◆ Aim of the exercise ◆
Can you rewrite the data from its first line through the line containing "point(202, 342)", inclusive, as a numbered list with blank lines dropped and the pictures left out?
=== Data for the task ===
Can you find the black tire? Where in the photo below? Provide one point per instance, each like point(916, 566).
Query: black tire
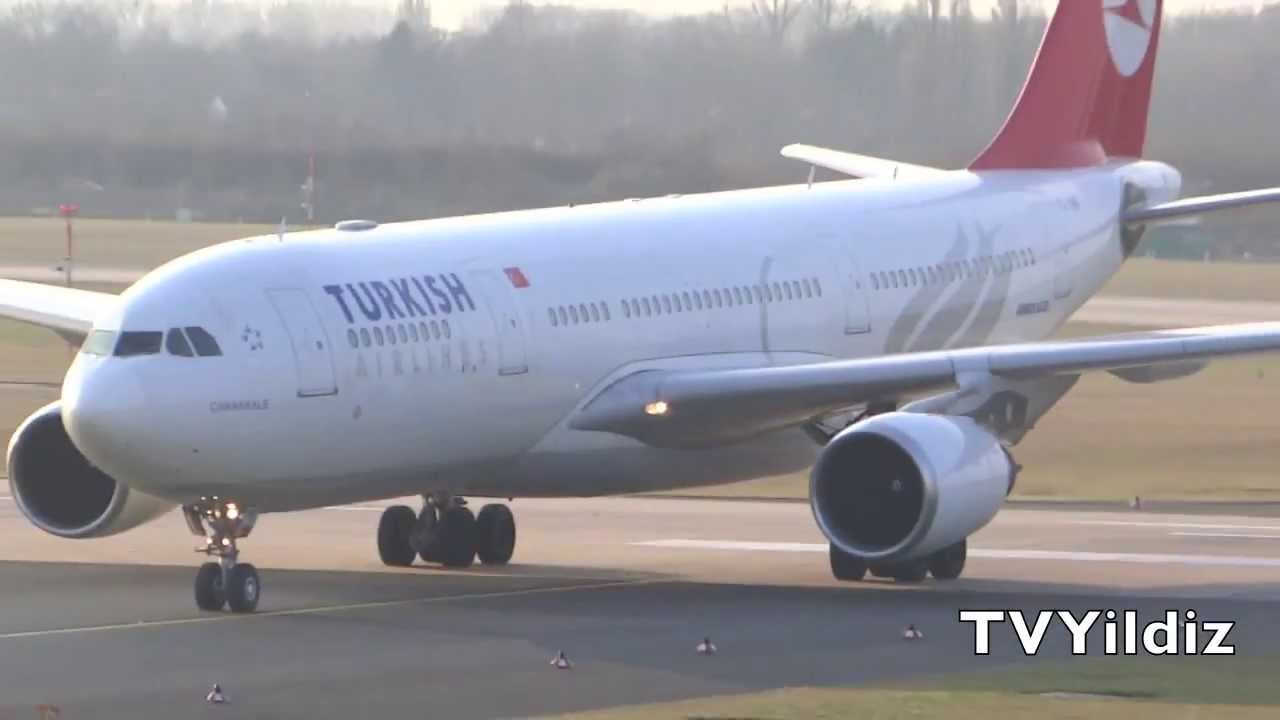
point(209, 587)
point(496, 534)
point(845, 566)
point(425, 536)
point(243, 588)
point(947, 564)
point(457, 537)
point(393, 534)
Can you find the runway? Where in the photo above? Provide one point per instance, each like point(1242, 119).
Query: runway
point(626, 587)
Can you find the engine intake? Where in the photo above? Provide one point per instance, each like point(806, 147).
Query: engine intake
point(62, 492)
point(901, 486)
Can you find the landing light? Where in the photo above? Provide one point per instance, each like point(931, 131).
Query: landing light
point(659, 408)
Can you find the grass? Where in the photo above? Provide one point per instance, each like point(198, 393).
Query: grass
point(112, 244)
point(1087, 688)
point(1146, 277)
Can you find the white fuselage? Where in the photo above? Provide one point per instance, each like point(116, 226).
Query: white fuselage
point(529, 314)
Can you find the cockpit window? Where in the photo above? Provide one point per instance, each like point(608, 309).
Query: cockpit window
point(204, 342)
point(138, 342)
point(99, 342)
point(176, 343)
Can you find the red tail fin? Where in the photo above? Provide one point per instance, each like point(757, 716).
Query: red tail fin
point(1088, 92)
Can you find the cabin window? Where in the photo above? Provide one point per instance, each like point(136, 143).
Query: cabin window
point(176, 343)
point(99, 342)
point(202, 342)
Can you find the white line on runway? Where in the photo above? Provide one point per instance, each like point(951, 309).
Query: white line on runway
point(1187, 525)
point(1260, 536)
point(327, 609)
point(1073, 556)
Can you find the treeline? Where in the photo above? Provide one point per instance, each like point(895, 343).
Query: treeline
point(142, 109)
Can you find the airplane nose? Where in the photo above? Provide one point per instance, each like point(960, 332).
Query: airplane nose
point(103, 410)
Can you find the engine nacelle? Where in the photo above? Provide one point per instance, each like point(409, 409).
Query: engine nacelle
point(901, 486)
point(62, 492)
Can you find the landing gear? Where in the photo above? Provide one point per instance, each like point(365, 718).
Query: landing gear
point(496, 534)
point(394, 531)
point(946, 564)
point(448, 533)
point(224, 583)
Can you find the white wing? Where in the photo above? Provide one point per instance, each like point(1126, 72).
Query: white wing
point(68, 311)
point(703, 408)
point(855, 165)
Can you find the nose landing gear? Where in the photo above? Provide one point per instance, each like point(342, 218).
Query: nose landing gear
point(223, 583)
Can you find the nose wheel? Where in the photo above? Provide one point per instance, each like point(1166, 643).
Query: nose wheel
point(225, 583)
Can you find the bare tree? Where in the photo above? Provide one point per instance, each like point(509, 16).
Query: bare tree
point(776, 16)
point(827, 14)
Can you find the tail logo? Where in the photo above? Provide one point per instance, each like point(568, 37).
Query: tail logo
point(1129, 24)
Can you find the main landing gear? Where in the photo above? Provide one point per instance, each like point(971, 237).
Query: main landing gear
point(223, 583)
point(946, 564)
point(446, 532)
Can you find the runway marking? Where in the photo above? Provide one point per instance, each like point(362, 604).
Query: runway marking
point(1188, 525)
point(229, 616)
point(1260, 536)
point(1072, 556)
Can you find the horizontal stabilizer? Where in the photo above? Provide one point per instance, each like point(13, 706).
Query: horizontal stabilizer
point(855, 165)
point(65, 310)
point(1192, 206)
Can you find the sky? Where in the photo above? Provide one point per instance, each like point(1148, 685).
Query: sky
point(453, 13)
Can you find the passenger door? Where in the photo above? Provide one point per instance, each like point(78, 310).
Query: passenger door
point(497, 295)
point(858, 319)
point(309, 341)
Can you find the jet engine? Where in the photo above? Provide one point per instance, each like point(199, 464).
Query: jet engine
point(903, 486)
point(62, 492)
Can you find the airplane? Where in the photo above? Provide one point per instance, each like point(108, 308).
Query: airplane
point(887, 331)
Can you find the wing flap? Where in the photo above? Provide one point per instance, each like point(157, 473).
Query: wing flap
point(1194, 206)
point(707, 408)
point(855, 165)
point(65, 310)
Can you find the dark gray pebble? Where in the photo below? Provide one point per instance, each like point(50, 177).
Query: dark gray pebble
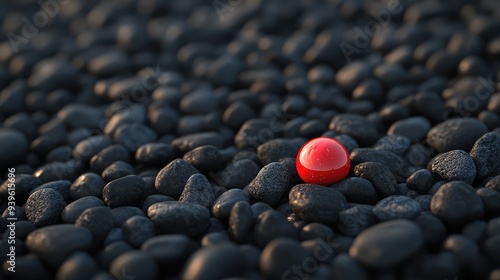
===
◆ Response to the exercise ◆
1. Can you find the black tire? Where in the photo below? Provide one point per instance, each like point(916, 566).
2. Query: black tire
3. point(209, 587)
4. point(496, 534)
5. point(845, 566)
6. point(425, 536)
7. point(243, 588)
8. point(947, 564)
9. point(457, 537)
10. point(393, 534)
11. Can you find the runway? Where in the photo above? Provide one point per instance, each like point(1242, 119).
12. Query: runway
13. point(626, 587)
14. Can you find the engine intake? Where in the photo above? Provide one point per instance, each like point(806, 147).
15. Query: engine intake
16. point(62, 492)
17. point(901, 486)
18. Can you find the landing light? Where in the photo above? Provide one point per instance, each like point(931, 131).
19. Query: landing light
20. point(659, 408)
21. Can you find the grass? Where in the photo above? Provide one point per instance, each like point(198, 393).
22. Query: grass
23. point(112, 244)
24. point(1087, 688)
25. point(1146, 277)
26. Can you find the white fuselage? Where in the photo above? Provide one point per instance, each like point(116, 226).
27. Query: white fuselage
28. point(529, 314)
29. Can you find the cockpit window? Where in the photo above? Provide one point per instance, each like point(608, 309).
30. Query: cockpit window
31. point(204, 342)
32. point(138, 342)
33. point(99, 342)
34. point(176, 343)
35. Can you find the red tail fin? Where in the photo above? Provide one point per instance, each like point(757, 716).
36. Query: red tail fin
37. point(1088, 92)
38. Can you find the cabin window? Where in the photo above? Provide one point per instance, each like point(136, 143).
39. Query: cabin window
40. point(176, 343)
41. point(99, 342)
42. point(202, 342)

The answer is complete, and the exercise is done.